▶ **Task**: The entries below are to be repeated exactly as they stand.

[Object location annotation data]
****

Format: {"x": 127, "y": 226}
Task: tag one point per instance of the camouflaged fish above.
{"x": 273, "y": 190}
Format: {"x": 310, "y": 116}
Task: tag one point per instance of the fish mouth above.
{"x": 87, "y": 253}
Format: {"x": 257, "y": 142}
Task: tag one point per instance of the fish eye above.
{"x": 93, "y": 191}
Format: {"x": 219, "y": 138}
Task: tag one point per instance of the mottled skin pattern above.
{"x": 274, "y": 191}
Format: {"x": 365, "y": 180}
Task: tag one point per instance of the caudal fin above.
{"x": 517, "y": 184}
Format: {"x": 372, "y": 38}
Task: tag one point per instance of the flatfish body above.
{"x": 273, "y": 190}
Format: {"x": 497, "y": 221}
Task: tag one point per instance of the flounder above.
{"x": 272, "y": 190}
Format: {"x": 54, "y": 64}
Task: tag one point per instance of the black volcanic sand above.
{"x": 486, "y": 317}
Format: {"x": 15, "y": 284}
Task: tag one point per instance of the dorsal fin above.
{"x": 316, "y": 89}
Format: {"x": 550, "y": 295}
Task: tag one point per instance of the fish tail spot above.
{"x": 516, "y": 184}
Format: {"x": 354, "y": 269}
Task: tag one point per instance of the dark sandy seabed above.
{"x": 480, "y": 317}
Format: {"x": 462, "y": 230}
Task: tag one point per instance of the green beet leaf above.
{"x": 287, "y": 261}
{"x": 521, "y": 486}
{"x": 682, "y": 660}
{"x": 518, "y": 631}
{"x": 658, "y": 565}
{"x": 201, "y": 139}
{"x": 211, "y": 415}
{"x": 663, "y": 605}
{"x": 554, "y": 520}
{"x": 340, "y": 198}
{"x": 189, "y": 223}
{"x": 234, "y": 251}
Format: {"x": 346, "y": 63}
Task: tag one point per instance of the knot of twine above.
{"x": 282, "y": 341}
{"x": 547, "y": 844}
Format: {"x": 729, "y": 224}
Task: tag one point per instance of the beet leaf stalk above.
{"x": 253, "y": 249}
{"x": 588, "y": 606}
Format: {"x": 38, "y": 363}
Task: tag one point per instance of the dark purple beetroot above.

****

▶ **Task result**:
Format: {"x": 127, "y": 226}
Task: tag one point per instance of the camouflaged fish above.
{"x": 273, "y": 190}
Format: {"x": 310, "y": 116}
Task: tag one point per instance of the fish mouth above.
{"x": 87, "y": 253}
Format: {"x": 257, "y": 142}
Task: tag one point per instance of the fish eye above.
{"x": 93, "y": 191}
Format: {"x": 219, "y": 138}
Task: tag one point per instance of the mottled skin pattern above.
{"x": 274, "y": 191}
Format: {"x": 365, "y": 180}
Task: tag one point per instance of the caudal fin above.
{"x": 517, "y": 184}
Format: {"x": 372, "y": 38}
Task: tag one point per instance of the flatfish body above.
{"x": 273, "y": 190}
Format: {"x": 497, "y": 221}
Task: tag one point per instance of the flounder above.
{"x": 272, "y": 190}
Format: {"x": 54, "y": 64}
Task: tag one point per instance of the black volcanic sand above.
{"x": 486, "y": 317}
Format: {"x": 15, "y": 284}
Task: tag one point per instance of the dorsal fin above.
{"x": 316, "y": 89}
Format: {"x": 550, "y": 295}
Task: tag one point per instance of the fish tail spot above.
{"x": 516, "y": 184}
Format: {"x": 354, "y": 269}
Task: tag one point per instance of the dark sandy seabed above.
{"x": 480, "y": 317}
Format: {"x": 462, "y": 230}
Task: tag one point per instance of the green beet leaf above.
{"x": 287, "y": 261}
{"x": 521, "y": 486}
{"x": 682, "y": 660}
{"x": 518, "y": 631}
{"x": 658, "y": 565}
{"x": 201, "y": 139}
{"x": 211, "y": 415}
{"x": 663, "y": 605}
{"x": 554, "y": 520}
{"x": 340, "y": 198}
{"x": 189, "y": 223}
{"x": 234, "y": 251}
Format: {"x": 346, "y": 63}
Task: tag one point per instance of the knot of twine above.
{"x": 282, "y": 341}
{"x": 547, "y": 844}
Format: {"x": 729, "y": 224}
Task: tag one point per instance of the beet leaf stalk above.
{"x": 253, "y": 249}
{"x": 588, "y": 606}
Format: {"x": 38, "y": 363}
Task: tag one point per instance of the dark purple beetroot above.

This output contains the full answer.